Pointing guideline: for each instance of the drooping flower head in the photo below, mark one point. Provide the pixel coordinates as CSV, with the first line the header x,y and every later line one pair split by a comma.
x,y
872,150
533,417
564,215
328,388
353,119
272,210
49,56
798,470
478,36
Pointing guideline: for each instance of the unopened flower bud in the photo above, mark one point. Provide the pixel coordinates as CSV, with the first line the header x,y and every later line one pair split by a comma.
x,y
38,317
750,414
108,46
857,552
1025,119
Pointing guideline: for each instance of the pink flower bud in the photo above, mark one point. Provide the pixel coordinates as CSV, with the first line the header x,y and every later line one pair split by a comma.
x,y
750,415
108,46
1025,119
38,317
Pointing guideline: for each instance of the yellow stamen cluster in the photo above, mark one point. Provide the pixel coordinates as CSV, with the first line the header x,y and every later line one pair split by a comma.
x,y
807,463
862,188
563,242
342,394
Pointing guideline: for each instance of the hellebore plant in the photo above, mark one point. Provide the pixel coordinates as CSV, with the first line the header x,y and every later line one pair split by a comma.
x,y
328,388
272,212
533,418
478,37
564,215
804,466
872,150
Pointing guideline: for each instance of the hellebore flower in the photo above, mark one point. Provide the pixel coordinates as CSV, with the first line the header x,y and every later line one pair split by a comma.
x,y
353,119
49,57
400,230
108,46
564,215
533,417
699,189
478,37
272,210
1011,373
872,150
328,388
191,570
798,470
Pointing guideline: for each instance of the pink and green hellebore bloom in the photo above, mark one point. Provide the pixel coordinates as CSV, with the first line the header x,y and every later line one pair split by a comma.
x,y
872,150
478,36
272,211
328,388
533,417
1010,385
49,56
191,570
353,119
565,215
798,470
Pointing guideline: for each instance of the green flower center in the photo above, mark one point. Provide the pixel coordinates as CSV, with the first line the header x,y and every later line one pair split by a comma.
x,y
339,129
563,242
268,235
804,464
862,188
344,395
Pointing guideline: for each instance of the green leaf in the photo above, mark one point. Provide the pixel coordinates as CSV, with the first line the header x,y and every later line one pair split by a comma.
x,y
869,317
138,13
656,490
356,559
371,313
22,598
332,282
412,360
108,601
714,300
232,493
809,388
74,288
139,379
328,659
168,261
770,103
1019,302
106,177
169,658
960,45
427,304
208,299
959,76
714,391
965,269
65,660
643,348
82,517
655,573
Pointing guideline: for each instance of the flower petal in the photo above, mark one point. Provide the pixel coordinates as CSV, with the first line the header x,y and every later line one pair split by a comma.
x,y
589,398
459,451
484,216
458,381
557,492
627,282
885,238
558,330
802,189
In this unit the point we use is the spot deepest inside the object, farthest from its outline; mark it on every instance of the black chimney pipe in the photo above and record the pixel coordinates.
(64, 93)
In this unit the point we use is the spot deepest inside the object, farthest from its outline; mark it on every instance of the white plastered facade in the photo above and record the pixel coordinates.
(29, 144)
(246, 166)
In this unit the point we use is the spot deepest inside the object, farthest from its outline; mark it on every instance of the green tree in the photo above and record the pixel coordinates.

━━━━━━━━━━━━━━━━━━━━

[Given problem]
Reproduce all the records above line for line, changing nothing.

[Exercise solution]
Pointing guideline: for each instance of the drooping flower head in the photo below, mark one point. Provide the pixel coordinates as CSV, with the first line the header x,y and every later line one pair split by a comma.
x,y
872,150
533,417
564,215
328,388
353,119
272,210
49,56
798,470
478,36
Pointing guideline: for each instance of the unopened flower bud in the photo above, mark one point. Provide the pixel coordinates as CSV, with the first line the header x,y and every later line one pair split by a comma.
x,y
38,317
750,414
108,46
857,552
1025,119
Pointing guideline: for each instance of the pink flower bud in the photo above, mark one point. Provide the pixel coordinates as CSV, with the first line the header x,y and every later line one pair split by a comma.
x,y
750,415
108,46
1025,119
38,317
Pointing guideline: for each instance of the yellow stamen cluster in the photo above, mark one point. Provide the pixel coordinates as CSV, with the first line the header x,y and every later line one pair split by a comma.
x,y
807,463
862,188
563,242
342,394
Pointing guideline: for each instance of the hellebore plant in the photo above, mark one point. Provide the pixel coordinates as CSV, with the first line the header x,y and every later line one pair split by a comma.
x,y
328,388
272,212
533,418
478,37
564,215
804,466
872,150
Pointing guideline: for each instance of the hellebore flower in the photo above, mark one point. Provide the pixel coordinates as CSV, with the first line the header x,y and every later line one pair split by a comma.
x,y
353,119
49,57
400,230
108,46
564,215
533,417
699,189
478,37
272,210
1011,373
872,150
328,388
191,570
798,470
Pointing guideline: for each instance of the pink and green hellebore bloom in the photo above, mark one point. Provide the pixel coordinates as CSV, with the first line the header x,y and every later line one pair split by a comma.
x,y
872,150
478,36
272,211
328,388
533,417
1010,385
49,56
191,570
353,119
565,215
798,470
Pointing guideline: for each instance of the green flower center in the photo above, mark one point. Provide the pixel coordinates as CSV, with the first line the header x,y and every later line one pair split by a comma.
x,y
339,129
563,242
268,235
804,464
862,188
344,395
Pointing guideline: for each instance of the green leaf in the photo above, mark one point. Provide the pixel coordinates as CSV, with the first line the header x,y and every later line one pair split by a comma.
x,y
869,317
138,13
656,490
356,559
371,313
22,598
332,282
412,360
108,601
714,300
232,493
809,388
74,288
139,379
328,659
168,261
770,103
1019,302
106,177
169,658
960,45
427,304
208,299
959,76
714,391
965,269
65,660
643,348
82,517
655,573
Pointing guideline: for each instance of the flower petal in the photo above, mark one point. Provide the pixel coordinates as CSV, with the first line the header x,y and every later line one pair split by a comma.
x,y
589,398
459,451
484,216
458,381
557,492
627,282
885,238
558,330
802,189
In this unit the point we use is the spot deepest inside the object, farthest from its outline; mark it on every instance of the black chimney pipe in the photo above and record the pixel coordinates.
(64, 93)
In this unit the point we use is the spot deepest inside the object, farthest from its outline; mark it on every instance of the white plastered facade in the photo above and record the pixel coordinates.
(29, 144)
(246, 166)
In this unit the point we use is the spot deepest inside the object, farthest from its outline; mark it on every instance of the green tree in the photo above and record the pixel coordinates.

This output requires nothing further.